PROVIDED RECORDS: Begin

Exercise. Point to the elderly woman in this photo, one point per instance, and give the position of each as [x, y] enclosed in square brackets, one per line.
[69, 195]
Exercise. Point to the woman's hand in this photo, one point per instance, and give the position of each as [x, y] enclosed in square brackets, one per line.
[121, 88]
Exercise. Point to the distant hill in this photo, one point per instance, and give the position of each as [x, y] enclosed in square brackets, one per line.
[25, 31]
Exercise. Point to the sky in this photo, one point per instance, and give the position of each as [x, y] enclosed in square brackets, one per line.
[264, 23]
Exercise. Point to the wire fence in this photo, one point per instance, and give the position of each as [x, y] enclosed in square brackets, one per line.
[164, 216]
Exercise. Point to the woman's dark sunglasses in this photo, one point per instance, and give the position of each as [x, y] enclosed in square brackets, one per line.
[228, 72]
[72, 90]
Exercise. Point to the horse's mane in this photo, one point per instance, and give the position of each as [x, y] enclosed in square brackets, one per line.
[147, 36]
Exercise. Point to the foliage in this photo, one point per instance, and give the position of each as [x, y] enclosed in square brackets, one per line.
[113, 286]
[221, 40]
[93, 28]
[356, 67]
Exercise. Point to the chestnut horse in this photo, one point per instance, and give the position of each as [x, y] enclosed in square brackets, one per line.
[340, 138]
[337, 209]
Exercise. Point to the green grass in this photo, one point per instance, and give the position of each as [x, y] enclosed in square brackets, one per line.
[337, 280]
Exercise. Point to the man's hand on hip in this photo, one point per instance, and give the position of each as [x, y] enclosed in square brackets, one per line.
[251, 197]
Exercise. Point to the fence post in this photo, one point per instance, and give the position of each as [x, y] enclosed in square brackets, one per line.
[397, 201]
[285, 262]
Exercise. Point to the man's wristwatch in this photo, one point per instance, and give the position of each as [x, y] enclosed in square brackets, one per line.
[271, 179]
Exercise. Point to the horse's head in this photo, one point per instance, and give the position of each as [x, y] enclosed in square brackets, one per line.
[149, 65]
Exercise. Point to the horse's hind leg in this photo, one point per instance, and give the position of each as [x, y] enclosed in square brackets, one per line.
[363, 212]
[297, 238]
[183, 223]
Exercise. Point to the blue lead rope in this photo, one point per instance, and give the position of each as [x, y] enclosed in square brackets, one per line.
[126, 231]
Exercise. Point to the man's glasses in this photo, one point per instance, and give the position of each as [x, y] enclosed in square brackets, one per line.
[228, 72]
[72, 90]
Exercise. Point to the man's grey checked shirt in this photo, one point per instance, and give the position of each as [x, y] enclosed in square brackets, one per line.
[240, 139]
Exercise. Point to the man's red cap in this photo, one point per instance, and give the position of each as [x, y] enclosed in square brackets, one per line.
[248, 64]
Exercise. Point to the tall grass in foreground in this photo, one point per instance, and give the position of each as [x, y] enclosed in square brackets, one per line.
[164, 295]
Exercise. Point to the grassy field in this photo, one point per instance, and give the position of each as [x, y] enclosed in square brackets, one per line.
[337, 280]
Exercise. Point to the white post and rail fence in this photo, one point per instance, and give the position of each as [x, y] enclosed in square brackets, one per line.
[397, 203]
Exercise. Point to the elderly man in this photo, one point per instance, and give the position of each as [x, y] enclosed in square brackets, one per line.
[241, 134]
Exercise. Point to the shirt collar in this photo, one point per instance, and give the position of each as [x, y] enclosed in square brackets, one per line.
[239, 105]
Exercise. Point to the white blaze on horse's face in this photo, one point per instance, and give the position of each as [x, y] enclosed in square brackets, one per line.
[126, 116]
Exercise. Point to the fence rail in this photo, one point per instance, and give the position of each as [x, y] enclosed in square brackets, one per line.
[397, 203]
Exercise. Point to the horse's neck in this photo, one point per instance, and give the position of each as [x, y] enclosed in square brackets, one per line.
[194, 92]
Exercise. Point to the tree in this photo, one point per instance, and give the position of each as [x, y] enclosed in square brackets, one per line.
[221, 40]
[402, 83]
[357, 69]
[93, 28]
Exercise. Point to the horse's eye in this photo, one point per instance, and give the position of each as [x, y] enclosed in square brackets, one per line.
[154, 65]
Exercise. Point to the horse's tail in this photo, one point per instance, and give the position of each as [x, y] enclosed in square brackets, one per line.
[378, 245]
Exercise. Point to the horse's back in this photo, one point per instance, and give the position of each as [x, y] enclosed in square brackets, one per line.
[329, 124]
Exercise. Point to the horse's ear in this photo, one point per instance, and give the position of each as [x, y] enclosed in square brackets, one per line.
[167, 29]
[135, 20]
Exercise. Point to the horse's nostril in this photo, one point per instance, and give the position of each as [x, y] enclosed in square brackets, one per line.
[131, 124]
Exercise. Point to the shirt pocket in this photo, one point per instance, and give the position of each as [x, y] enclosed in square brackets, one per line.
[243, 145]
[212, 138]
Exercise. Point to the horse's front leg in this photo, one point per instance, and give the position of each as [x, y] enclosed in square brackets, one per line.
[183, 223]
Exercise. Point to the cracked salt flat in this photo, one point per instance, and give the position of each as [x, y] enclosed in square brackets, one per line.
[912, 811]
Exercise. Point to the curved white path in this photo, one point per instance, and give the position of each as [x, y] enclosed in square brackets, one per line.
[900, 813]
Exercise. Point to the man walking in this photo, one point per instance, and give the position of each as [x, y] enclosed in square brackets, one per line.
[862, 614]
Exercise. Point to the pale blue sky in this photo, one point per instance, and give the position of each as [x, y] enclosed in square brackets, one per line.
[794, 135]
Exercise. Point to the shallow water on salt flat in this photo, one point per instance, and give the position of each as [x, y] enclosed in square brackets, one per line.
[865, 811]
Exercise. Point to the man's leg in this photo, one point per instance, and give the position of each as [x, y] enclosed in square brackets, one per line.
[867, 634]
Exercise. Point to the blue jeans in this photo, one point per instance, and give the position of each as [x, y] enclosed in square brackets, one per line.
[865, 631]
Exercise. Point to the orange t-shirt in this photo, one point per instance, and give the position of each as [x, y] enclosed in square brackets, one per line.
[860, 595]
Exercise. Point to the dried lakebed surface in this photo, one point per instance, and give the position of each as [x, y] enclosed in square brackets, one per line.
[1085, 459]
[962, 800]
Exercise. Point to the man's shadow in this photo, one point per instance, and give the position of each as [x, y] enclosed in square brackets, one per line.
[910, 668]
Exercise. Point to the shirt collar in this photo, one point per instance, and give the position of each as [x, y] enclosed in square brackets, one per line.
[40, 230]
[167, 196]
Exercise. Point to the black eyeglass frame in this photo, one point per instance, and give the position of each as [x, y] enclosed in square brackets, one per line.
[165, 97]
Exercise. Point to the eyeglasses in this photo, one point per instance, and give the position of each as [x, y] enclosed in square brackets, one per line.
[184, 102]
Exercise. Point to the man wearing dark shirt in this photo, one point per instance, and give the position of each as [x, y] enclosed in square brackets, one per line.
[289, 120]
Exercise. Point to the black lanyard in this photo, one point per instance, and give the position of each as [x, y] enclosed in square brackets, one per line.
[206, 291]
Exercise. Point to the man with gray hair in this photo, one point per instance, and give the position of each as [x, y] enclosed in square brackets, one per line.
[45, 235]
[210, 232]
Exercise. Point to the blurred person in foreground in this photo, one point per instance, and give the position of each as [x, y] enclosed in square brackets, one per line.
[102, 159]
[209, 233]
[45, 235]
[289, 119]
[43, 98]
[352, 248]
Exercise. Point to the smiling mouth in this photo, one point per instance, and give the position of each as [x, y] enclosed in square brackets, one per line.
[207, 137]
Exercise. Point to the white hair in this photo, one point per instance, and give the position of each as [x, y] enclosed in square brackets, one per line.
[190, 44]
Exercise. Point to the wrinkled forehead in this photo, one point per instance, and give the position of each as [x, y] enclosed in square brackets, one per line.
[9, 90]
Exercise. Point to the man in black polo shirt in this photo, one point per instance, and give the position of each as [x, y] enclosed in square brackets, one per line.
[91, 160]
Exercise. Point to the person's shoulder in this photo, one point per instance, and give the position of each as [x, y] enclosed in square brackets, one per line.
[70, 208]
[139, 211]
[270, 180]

PROVIDED RECORDS: End

__PROBLEM TO SOLVE__. Reproduce the lines from the one with "Exercise. Point to the person's" to the end of the data exactly, leaving out every earlier line.

__RESPONSE AREA__.
Exercise. Point to the person's shoulder in this photo, one point per instance, and give the position of each as [x, y] enclosed in square brackets, one per line.
[70, 208]
[139, 211]
[270, 180]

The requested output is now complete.